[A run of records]
····················
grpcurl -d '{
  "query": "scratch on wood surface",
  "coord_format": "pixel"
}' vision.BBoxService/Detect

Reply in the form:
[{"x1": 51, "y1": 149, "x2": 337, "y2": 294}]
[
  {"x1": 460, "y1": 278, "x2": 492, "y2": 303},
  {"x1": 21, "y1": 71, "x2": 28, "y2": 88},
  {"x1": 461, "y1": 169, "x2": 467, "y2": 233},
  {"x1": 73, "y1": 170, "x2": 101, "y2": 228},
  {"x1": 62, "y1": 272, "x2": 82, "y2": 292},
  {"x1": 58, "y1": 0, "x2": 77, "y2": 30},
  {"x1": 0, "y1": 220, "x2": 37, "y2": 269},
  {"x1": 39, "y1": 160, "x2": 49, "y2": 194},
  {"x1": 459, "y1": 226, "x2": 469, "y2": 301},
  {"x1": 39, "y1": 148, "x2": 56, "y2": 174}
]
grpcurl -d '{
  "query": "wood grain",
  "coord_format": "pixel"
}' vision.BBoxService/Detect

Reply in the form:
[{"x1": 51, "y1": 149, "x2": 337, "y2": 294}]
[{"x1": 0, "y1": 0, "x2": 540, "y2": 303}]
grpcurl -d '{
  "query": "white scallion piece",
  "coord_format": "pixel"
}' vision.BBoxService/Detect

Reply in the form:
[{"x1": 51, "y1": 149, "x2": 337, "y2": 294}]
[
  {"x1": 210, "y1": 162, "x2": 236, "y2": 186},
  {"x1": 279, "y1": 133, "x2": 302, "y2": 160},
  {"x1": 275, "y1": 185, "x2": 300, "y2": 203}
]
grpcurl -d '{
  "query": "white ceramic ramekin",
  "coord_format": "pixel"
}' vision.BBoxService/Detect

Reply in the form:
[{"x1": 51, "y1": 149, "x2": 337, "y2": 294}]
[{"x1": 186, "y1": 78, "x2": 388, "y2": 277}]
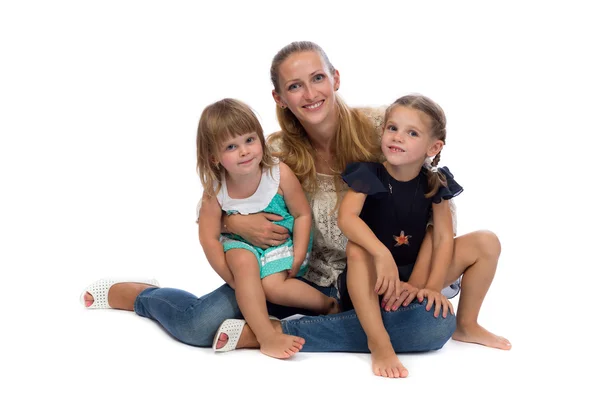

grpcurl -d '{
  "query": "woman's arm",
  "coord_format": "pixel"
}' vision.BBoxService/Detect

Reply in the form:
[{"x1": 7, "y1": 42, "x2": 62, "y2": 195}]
[
  {"x1": 279, "y1": 162, "x2": 312, "y2": 277},
  {"x1": 425, "y1": 200, "x2": 454, "y2": 292},
  {"x1": 198, "y1": 194, "x2": 234, "y2": 288},
  {"x1": 222, "y1": 213, "x2": 290, "y2": 249}
]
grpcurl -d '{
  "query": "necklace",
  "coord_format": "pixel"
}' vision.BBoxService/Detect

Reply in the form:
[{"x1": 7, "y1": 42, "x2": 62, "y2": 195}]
[{"x1": 387, "y1": 172, "x2": 421, "y2": 247}]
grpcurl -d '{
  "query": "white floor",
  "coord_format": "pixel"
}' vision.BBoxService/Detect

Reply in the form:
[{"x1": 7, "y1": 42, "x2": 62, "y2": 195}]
[{"x1": 0, "y1": 0, "x2": 600, "y2": 399}]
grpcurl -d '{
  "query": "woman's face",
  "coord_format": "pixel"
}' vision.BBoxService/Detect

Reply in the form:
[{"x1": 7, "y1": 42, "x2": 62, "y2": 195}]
[{"x1": 273, "y1": 51, "x2": 340, "y2": 126}]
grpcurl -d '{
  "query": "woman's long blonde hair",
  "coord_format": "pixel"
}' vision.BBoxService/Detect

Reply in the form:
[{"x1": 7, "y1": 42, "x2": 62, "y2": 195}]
[
  {"x1": 196, "y1": 99, "x2": 273, "y2": 196},
  {"x1": 268, "y1": 42, "x2": 381, "y2": 200}
]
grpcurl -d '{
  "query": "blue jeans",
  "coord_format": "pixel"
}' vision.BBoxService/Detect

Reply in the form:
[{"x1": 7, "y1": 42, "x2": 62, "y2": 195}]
[{"x1": 134, "y1": 285, "x2": 456, "y2": 353}]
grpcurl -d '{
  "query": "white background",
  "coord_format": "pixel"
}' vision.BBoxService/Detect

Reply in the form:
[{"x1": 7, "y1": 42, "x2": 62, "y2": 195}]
[{"x1": 0, "y1": 0, "x2": 600, "y2": 399}]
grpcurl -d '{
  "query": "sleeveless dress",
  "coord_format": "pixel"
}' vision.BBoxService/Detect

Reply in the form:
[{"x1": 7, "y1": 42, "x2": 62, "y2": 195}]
[
  {"x1": 342, "y1": 162, "x2": 463, "y2": 282},
  {"x1": 217, "y1": 163, "x2": 313, "y2": 279}
]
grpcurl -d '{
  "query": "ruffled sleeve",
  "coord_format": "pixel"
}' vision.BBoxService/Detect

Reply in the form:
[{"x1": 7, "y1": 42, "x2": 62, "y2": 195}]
[
  {"x1": 342, "y1": 162, "x2": 387, "y2": 195},
  {"x1": 433, "y1": 167, "x2": 463, "y2": 204}
]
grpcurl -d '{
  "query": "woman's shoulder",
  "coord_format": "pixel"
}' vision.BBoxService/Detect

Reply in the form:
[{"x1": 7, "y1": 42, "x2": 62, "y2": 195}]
[
  {"x1": 266, "y1": 131, "x2": 283, "y2": 153},
  {"x1": 342, "y1": 162, "x2": 386, "y2": 195},
  {"x1": 354, "y1": 106, "x2": 387, "y2": 129}
]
····················
From the listing above, copy every line that contains the word "white".

  "query": "white scallion piece",
  "query": "white ceramic ramekin",
  "query": "white floor",
  "query": "white background",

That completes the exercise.